» Problems to solve:
#1 Rewrite the passage on capacity development from "The report highlights" up to and including "(see footnote ii).", swapping "recommendations" for "suggestions".
#2 In the passage on capacity development, over what period did the study take place?

» Selected passage:

****

Capacity development - The 7 habits of highly successful international development organisations

In February 2014 the Capable Partners Learning Agenda on Local Organization Capacity Development published a fascinating report investigating the degree of alignment between local organizations and pro-national policy shifts in a major donor (in this case USAID). This is a broad ranging study which took place over 16 months between May 2012 and September 2013. Over 600 people from 325 organizations in 9 countries were interviewed, and the literature review alone consisted of over 250 articles and reports dating back to the 1980s. The report pack includes case studies, a historical report on USAID’s capacity development efforts and a fascinating exploration into using organizational network analysis in local capacity development. It is fair to say it is a deep mine of rich data.

The report highlights the worrying reflection that all good development literature and thinking calls for a fundamentally different approach to aid and to capacity development than what currently prevails in donor operations. The report makes many interesting recommendations and a side report arguing for a systems perspective to local capacity development is a must read for anyone involved in capacity building or development (see footnote ii).

****

Records:
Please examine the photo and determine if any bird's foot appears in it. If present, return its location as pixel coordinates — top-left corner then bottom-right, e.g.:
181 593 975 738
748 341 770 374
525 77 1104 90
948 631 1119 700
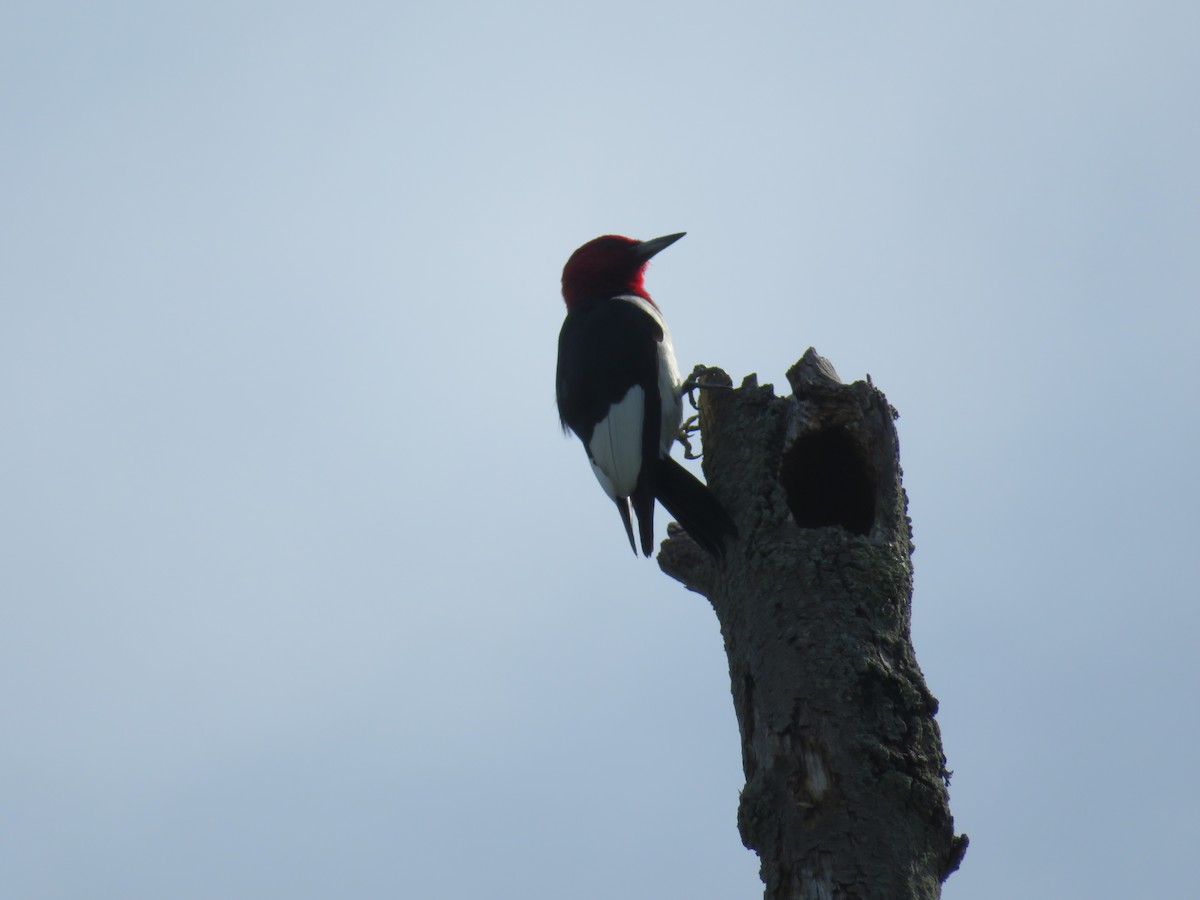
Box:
676 415 703 460
679 365 733 412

****

» Answers provided:
#1
The report highlights the worrying reflection that all good development literature and thinking calls for a fundamentally different approach to aid and to capacity development than what currently prevails in donor operations. The report makes many interesting suggestions and a side report arguing for a systems perspective to local capacity development is a must read for anyone involved in capacity building or development (see footnote ii).

#2 Over 16 months, between May 2012 and September 2013.